◆ **Objective**
Extract every line of the items below word for word, leaving out the pictures.

◆ **Records supplied**
— Start —
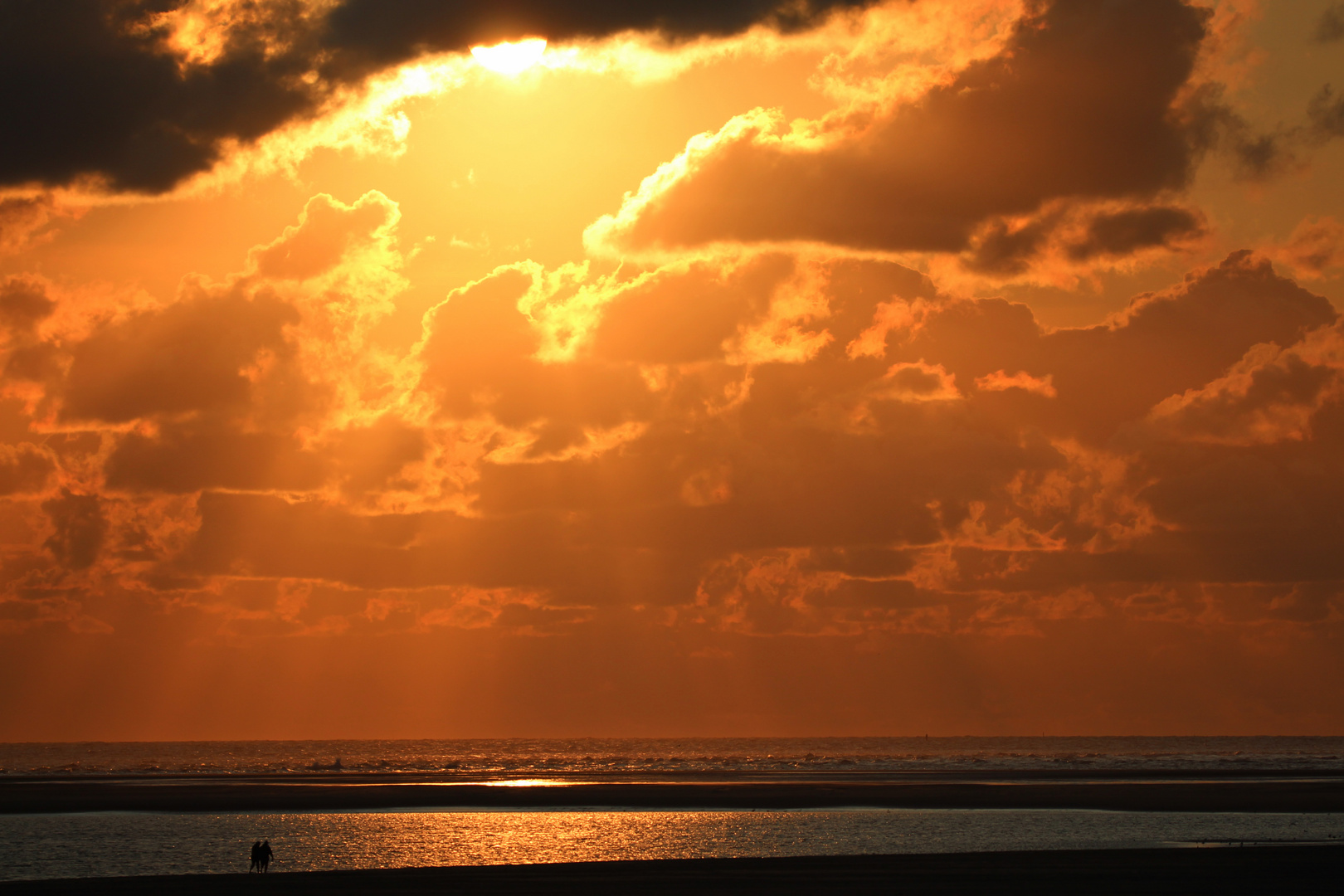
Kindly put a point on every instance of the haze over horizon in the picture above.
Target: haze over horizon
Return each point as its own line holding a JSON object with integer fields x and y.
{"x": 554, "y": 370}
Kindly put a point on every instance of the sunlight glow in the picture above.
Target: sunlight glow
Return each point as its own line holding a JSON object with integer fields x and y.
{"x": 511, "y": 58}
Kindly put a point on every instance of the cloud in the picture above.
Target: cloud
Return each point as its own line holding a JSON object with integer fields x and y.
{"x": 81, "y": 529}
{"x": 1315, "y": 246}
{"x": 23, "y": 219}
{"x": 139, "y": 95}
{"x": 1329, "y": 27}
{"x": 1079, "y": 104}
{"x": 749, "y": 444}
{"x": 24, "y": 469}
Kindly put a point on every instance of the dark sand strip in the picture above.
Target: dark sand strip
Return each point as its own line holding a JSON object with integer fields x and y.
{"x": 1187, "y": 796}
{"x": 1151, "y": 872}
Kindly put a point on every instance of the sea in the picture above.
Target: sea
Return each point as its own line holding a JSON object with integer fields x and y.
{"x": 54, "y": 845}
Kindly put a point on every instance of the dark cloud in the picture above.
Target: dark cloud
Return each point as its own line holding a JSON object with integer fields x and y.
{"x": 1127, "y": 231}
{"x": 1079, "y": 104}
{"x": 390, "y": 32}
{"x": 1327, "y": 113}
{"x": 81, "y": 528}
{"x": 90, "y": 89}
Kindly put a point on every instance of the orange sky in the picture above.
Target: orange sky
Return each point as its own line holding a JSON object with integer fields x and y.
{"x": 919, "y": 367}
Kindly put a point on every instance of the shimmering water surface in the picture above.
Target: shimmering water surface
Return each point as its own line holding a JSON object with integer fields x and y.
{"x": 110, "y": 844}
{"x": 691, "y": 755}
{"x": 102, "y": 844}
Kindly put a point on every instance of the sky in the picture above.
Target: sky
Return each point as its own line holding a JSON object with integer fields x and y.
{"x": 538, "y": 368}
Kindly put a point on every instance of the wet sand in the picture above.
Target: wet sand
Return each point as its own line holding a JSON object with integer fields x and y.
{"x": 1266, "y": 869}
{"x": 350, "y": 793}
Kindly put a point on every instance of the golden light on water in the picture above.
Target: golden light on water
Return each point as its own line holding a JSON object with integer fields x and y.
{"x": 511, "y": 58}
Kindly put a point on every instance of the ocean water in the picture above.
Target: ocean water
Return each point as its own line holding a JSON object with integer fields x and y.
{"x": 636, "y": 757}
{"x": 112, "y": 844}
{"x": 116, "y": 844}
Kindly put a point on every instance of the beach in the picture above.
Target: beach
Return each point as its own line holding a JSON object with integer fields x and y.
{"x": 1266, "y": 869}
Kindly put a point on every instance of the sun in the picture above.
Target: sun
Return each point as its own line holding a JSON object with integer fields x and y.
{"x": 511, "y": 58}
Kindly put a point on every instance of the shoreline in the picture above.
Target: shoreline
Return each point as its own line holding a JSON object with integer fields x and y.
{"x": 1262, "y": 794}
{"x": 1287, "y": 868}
— End —
◆ **Reply to the exercise**
Kindly put a point on every instance of the haze over horizon in the picture above.
Target: haze over horizon
Return each point as its own line holding a JSON object with integer fields x and y.
{"x": 554, "y": 370}
Kindly put a point on every instance of the sunlight glow in the picture above.
Target: sunlight glow
Return each point as its own line holding a JSON object with integer fields x and y.
{"x": 511, "y": 58}
Kindly put a point on every instance of the cloud in the picture above.
Target: cloud
Return each point as its own line holding a JSON object with integer fields x and y.
{"x": 81, "y": 529}
{"x": 1315, "y": 246}
{"x": 23, "y": 219}
{"x": 139, "y": 95}
{"x": 1329, "y": 27}
{"x": 1079, "y": 104}
{"x": 749, "y": 444}
{"x": 24, "y": 469}
Kindly put a point on every instance of the dark sand strip in the picture above.
Target: dark sand strip
Return each point as its own line holding a JSON object with integer fields x and y.
{"x": 1187, "y": 796}
{"x": 1151, "y": 872}
Kindly put a point on every instance of the sea in the picture above.
Target: sea
Return each point as its own line holding a JSON object with integer fields x and y.
{"x": 54, "y": 845}
Kindly put a point on every instance of the dark cloud in the picture above.
Target: dark cloud
Return each point as its own line holding a JSON object with integer fields x and y.
{"x": 1127, "y": 231}
{"x": 1079, "y": 104}
{"x": 390, "y": 32}
{"x": 1327, "y": 113}
{"x": 81, "y": 528}
{"x": 90, "y": 89}
Kindly put a point on every instance of the orange sky in the picture above.
Target: orange sky
Return each point as its own line holding a JSON object with integer fields x and y.
{"x": 919, "y": 367}
Kindly put a point on every instance of the shimmering water surface in the picture above.
Target: shimmering water surface
Return each point as its own line holding a JSON object with integer fields x and y.
{"x": 110, "y": 844}
{"x": 691, "y": 755}
{"x": 102, "y": 844}
Kindly put a point on every instance of the sky in the picture above.
Target: sky
Return each point as its own line holding a JSON object with integer fields x and y.
{"x": 538, "y": 368}
Kindly put a point on every instance of the wet sand in the picture above.
Target: wet sand
Return each point as its own line holding a JSON object with integer fields x and y.
{"x": 1266, "y": 869}
{"x": 350, "y": 793}
Kindly put a point on every instance of the golden light on water in the picture above.
Target: golden light on water
Return each point as its own line holding a JSON object with integer fields x and y.
{"x": 511, "y": 58}
Kindly put a point on every instance of the ocean water in the picture above.
Target: ocean water
Return each point as its own line holding a JSON object with integer fields x and y.
{"x": 636, "y": 757}
{"x": 112, "y": 844}
{"x": 116, "y": 844}
Kindly put a point on every instance of the beach in the picture above.
Target: beach
Return each point as its own line holding a JSON object with integer fields x and y.
{"x": 1266, "y": 869}
Kindly put a point on every instance of the sun in the picture above.
Target: sun
Return each point as its own line holding a JSON object with integer fields x and y.
{"x": 511, "y": 58}
Kindly put a point on every instance of the shoreline in the picture above.
Target: shoreline
Return each point as its own line holding a JSON object with integer fields x and y.
{"x": 1262, "y": 794}
{"x": 1287, "y": 868}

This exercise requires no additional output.